→ **PAGE EXTRACT**

My desktop runs Windows 7, which organizes files (and allows me to choose how to organize them) into folders. Folders can be nested within each other. For those of you who are unfamiliar with this operating system, here’s a screenshot of what my Pictures folder looks like:
I can move or change these folders any which-way I like. I can delete them, change their names or put them in a different folder entirely. If I have a file that falls under more than one of my folder categories, I can copy that file and put a copy in each location.
The funny thing I’m noticing as I write this, is that it’s hard for me to describe what a folder system is really like without referring to the word “folder” as a unit very frequently. I realize that to us, it probably sounds like a ridiculous hypothetical to ask how someone with no knowledge of how this organizational system works would navigate and find the information they’re looking for on a computer, but I watch my older family members go through this painful process on a regular basis. I once actually did a physical demonstration of files/folders–using our filing cabinets at home–to illustrate the hierarchical nature of how information is organized within Windows.
Tagging, on the other hand, operates using a similar function to the human brain, using associations designed by the user. For instance, I use Evernote to take notes for many of my classes, meetings, etc. While I can give each new “note” a title and organize sets of notes into “notebooks,” the tagging feature is what I actually use to organize my different notes by subject. I create each individual tag as I need it. I have a different tag for each class, for my job, and for certain meetings. Tags lack the hierarchical structure of the folder system, but it saves the user disc space as well as time in trying to remember where they categorized a particular note/file, and one item can have multiple tags. So, if I have one note tagged as both “613″ and “616,” and I click on either of those tags in the left-hand menu, that note will appear in both lists. It has a similar effect to copying a file into two separate folders, but, as previously mentioned, saves disc space, and is much easier to navigate.
Twitter is another prime example of how tags are useful. Without the ubiquitous hashtag, the sheer volume of individual tweets would be impossible to navigate. Twitter users tend to use hashtags in which they’re interested to find new people to follow, and I imagine the entire community would be much more disjointed were it not for the hashtag drawing users together. The one thing tags don’t really lend themselves to is browsing. They are great for locating specific items, but if a user simply wants to poke around and see what’s there, tags might limit search results unnecessarily.

→ **AIM OF THE EXERCISE**
Revise the passage on folders and tags, starting at "The funny thing" and ending at "organized within Windows.", so that "filing cabinets" is replaced with "storage boxes".

→ **INFORMATION PROVIDED**
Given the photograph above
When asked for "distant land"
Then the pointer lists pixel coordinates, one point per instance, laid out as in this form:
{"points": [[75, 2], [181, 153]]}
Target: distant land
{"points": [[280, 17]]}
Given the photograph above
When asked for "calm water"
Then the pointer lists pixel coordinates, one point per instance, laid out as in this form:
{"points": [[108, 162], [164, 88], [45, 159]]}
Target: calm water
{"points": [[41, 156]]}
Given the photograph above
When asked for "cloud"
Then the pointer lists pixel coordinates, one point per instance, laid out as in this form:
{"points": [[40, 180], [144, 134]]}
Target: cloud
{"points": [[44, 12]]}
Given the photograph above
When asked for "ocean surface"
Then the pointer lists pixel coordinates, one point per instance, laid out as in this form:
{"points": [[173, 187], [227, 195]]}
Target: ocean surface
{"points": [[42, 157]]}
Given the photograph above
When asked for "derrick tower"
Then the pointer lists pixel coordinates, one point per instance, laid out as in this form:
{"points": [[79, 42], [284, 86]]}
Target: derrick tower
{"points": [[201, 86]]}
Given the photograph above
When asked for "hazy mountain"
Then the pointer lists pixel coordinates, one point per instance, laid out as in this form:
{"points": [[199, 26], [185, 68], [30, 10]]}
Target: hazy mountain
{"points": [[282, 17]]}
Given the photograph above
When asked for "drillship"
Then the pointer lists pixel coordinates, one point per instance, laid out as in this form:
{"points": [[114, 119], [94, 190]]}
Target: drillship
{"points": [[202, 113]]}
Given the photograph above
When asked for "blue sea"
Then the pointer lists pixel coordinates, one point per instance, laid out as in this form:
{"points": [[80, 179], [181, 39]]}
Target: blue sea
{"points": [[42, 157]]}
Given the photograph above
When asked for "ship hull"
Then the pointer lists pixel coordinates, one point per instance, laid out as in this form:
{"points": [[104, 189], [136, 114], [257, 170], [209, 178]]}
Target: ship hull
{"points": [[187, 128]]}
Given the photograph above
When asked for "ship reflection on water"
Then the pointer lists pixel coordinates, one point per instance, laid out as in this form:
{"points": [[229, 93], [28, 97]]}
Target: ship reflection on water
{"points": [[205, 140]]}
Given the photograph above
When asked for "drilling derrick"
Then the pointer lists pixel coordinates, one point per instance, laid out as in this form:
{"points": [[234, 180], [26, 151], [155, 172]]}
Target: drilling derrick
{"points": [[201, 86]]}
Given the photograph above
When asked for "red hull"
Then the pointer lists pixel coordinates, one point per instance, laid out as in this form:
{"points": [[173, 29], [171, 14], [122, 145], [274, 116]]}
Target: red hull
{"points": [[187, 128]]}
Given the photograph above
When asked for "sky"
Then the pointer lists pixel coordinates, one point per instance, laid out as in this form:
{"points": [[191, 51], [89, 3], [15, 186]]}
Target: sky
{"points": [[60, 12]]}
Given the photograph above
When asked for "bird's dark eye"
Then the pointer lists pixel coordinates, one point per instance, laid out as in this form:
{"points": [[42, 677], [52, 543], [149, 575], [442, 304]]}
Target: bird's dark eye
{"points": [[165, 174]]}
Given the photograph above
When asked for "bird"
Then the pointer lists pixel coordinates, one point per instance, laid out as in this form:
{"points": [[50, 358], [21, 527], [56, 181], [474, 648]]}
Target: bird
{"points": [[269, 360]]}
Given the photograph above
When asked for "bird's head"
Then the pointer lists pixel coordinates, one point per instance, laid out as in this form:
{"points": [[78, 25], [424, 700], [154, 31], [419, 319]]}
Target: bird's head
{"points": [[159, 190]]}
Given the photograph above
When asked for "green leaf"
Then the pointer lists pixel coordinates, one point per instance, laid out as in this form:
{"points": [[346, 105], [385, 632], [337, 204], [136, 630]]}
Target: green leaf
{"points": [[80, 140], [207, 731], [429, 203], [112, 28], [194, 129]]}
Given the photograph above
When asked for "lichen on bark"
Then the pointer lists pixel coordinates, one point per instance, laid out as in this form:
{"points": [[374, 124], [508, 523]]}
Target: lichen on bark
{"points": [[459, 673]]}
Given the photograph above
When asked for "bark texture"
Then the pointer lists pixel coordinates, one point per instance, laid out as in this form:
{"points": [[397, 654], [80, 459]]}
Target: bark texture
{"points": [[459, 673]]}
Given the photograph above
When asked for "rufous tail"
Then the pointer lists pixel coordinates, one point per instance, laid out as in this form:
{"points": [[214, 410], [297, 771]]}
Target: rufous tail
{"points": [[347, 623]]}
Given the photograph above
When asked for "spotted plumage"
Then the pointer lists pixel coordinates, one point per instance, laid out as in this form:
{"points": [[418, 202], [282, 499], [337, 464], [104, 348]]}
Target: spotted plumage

→ **ANSWER**
The funny thing I’m noticing as I write this, is that it’s hard for me to describe what a folder system is really like without referring to the word “folder” as a unit very frequently. I realize that to us, it probably sounds like a ridiculous hypothetical to ask how someone with no knowledge of how this organizational system works would navigate and find the information they’re looking for on a computer, but I watch my older family members go through this painful process on a regular basis. I once actually did a physical demonstration of files/folders–using our storage boxes at home–to illustrate the hierarchical nature of how information is organized within Windows.